[Named object pointing entries]
+ + + + +

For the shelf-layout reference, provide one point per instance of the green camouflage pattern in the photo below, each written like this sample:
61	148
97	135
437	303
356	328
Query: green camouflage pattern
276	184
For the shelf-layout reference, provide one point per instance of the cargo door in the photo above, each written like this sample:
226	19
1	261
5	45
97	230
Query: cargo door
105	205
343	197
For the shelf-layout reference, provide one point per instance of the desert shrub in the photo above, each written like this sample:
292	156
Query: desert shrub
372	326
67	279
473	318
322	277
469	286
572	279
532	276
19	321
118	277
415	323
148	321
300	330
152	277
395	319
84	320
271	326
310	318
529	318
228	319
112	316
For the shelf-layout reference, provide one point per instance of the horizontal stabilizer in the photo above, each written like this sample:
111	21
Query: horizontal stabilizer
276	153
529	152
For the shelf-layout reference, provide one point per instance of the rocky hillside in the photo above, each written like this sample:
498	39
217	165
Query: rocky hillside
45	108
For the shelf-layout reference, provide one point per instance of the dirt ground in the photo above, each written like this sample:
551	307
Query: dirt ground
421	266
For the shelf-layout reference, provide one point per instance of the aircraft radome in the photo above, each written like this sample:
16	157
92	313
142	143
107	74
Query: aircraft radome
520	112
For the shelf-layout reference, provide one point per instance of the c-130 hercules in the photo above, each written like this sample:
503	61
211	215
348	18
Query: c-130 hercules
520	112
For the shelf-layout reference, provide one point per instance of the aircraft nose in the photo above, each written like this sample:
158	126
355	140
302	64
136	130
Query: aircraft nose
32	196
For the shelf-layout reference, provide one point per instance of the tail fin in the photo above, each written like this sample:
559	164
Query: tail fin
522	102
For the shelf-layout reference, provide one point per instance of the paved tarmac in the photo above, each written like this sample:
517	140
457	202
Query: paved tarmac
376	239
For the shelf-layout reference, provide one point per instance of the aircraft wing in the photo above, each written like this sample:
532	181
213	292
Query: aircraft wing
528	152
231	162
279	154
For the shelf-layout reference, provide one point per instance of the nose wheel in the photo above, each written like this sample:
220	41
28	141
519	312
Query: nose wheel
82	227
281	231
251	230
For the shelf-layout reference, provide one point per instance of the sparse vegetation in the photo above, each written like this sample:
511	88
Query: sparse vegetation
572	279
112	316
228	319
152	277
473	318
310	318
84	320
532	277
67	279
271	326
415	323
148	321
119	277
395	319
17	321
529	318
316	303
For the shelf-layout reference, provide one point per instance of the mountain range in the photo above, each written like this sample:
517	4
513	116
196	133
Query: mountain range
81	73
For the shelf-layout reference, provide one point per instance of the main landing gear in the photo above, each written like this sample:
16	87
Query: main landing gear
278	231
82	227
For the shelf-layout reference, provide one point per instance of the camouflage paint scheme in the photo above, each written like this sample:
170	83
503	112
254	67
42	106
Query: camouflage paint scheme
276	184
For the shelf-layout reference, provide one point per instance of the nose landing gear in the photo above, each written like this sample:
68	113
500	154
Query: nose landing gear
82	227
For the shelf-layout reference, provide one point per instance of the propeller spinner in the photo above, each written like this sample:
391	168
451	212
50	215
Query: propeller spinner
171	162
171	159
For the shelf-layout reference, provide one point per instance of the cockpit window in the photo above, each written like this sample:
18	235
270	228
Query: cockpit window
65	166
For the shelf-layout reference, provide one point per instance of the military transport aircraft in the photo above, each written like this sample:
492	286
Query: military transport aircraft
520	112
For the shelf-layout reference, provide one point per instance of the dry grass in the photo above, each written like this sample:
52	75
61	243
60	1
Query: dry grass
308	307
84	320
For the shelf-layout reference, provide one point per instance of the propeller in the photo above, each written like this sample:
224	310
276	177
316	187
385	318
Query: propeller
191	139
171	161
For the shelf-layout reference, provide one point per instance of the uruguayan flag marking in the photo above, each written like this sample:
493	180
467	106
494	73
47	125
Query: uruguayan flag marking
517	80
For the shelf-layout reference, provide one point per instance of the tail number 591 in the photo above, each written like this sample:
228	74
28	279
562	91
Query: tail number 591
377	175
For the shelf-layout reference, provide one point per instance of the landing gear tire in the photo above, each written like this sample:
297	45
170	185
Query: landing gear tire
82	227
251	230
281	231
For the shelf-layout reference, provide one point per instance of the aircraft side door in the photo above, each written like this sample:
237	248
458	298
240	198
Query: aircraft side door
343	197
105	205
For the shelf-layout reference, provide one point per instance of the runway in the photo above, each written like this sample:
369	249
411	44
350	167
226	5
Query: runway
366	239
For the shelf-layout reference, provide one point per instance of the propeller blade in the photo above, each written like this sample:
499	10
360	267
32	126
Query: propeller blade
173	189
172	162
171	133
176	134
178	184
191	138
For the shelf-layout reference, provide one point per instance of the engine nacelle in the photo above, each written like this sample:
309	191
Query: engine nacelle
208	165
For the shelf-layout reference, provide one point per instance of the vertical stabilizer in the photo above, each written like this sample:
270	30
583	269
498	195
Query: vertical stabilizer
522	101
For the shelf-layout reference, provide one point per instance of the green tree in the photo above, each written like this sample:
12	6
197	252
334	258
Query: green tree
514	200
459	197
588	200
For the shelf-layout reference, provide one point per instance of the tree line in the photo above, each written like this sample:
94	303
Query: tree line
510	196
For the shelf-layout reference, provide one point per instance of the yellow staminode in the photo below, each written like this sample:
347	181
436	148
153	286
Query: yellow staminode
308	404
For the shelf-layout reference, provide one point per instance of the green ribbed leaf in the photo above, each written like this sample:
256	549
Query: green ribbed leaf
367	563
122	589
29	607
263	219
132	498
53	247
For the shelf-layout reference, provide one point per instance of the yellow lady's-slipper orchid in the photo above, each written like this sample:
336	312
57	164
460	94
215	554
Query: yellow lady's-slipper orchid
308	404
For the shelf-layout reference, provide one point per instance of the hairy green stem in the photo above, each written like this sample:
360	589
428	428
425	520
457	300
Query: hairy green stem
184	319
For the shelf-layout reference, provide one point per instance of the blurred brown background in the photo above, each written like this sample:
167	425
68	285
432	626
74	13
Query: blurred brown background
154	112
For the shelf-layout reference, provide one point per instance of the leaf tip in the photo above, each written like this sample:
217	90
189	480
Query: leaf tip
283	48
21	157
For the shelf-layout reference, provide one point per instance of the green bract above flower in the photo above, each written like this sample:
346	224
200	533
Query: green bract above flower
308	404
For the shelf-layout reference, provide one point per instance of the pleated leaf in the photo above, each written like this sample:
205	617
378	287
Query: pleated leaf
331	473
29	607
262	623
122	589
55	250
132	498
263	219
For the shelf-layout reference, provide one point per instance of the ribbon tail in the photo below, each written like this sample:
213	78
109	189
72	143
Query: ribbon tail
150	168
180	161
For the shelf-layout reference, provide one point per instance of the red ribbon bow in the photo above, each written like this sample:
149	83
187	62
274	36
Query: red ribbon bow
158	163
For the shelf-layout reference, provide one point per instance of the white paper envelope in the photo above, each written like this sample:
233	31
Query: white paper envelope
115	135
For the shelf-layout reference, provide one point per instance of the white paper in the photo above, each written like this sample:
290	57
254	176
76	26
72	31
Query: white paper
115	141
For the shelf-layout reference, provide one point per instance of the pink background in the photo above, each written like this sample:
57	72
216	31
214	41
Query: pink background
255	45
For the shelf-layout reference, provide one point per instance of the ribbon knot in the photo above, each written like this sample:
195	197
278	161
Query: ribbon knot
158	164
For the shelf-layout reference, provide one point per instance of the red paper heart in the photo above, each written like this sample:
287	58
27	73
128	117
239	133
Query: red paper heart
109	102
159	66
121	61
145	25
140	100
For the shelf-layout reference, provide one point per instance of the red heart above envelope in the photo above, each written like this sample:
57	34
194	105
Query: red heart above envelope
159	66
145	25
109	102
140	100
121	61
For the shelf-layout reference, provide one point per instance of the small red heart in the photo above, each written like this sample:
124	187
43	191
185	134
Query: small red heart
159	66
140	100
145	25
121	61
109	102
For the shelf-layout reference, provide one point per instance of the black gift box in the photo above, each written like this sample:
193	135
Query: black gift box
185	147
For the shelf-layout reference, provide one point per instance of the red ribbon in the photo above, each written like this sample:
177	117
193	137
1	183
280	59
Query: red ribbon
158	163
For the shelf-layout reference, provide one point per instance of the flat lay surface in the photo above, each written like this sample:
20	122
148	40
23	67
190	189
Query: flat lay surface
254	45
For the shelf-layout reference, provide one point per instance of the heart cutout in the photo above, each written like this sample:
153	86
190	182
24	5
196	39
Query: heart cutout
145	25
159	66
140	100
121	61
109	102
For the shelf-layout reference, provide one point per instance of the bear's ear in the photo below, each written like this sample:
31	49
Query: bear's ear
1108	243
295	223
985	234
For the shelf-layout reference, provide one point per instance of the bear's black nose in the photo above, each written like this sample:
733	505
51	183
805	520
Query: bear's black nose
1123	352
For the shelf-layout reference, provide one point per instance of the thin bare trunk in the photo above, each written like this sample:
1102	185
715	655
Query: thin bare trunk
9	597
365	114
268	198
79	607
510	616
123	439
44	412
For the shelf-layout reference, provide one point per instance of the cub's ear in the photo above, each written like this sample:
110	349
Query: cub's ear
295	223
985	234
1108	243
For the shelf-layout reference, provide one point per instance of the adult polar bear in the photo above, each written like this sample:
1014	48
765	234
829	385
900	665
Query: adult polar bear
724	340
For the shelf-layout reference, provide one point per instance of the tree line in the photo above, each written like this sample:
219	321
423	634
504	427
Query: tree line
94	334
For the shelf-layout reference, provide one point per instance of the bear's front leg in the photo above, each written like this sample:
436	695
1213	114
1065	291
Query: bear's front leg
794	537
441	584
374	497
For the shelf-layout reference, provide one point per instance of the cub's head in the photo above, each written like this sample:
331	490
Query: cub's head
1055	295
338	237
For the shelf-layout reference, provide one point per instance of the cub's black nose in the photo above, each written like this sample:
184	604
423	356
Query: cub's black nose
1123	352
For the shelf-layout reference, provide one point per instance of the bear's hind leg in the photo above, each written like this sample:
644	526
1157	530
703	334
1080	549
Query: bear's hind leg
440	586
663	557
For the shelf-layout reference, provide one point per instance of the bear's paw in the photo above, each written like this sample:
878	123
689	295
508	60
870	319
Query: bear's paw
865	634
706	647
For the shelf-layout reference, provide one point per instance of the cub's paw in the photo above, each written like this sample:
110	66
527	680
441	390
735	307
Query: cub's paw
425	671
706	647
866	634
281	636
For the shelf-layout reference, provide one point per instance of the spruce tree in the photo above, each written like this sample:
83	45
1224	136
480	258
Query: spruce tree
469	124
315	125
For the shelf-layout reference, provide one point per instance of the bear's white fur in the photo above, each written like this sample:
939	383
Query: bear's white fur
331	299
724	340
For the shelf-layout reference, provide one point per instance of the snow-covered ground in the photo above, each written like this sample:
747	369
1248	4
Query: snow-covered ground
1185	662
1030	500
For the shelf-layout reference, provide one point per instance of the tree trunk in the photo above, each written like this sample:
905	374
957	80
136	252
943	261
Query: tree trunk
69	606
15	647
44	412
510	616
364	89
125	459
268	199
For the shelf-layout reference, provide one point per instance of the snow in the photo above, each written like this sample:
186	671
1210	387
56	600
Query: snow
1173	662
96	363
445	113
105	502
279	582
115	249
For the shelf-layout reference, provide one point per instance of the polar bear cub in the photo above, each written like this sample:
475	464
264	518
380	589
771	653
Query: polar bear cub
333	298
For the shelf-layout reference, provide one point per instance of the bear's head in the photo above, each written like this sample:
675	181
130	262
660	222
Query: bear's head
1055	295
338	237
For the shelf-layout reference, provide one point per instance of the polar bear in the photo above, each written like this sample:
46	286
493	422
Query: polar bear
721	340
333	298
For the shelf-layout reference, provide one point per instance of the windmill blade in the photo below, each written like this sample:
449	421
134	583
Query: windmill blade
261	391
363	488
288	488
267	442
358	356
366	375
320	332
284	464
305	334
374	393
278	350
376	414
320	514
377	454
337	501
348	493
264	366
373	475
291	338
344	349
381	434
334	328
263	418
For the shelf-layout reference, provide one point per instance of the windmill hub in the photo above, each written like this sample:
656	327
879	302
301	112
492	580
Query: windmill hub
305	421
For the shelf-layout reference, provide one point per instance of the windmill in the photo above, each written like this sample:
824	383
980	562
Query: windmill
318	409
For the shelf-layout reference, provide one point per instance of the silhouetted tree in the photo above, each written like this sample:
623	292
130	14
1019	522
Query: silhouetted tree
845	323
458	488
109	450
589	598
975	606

+ + + + +

**What is asked**
Everything from the line containing "the polar bear in" to the last line of the entries above should be quoted exactly, and only that.

**Exercise result**
For the shelf-layout reference, provide one point per instance of the polar bear in the photo above, each written like this sample:
46	286
493	422
Query: polar bear
721	340
333	298
For the shelf-layout reference, provide one point per instance of the windmill blade in the photo below, each written like this sample:
449	421
134	583
Query: windmill blade
261	391
363	488
288	488
267	442
358	356
366	375
320	332
284	464
305	334
374	393
278	350
376	414
320	514
377	454
337	501
348	493
264	366
373	475
291	338
344	349
381	434
334	328
263	418
For the shelf-layout reference, provide one point per instance of the windmill hub in the photo above, each written like this sample:
656	327
879	302
301	112
492	580
Query: windmill hub
305	421
For the shelf-layout reference, provide one point per instance of the windmill in the photo above, each written like this sample:
824	383
980	562
Query: windmill
318	409
For the shelf-layout reference, provide one point per instance of the silhouetted tree in the photo above, each written like this sample:
623	292
130	14
1019	522
Query: silhouetted tree
845	323
458	488
109	450
589	598
975	606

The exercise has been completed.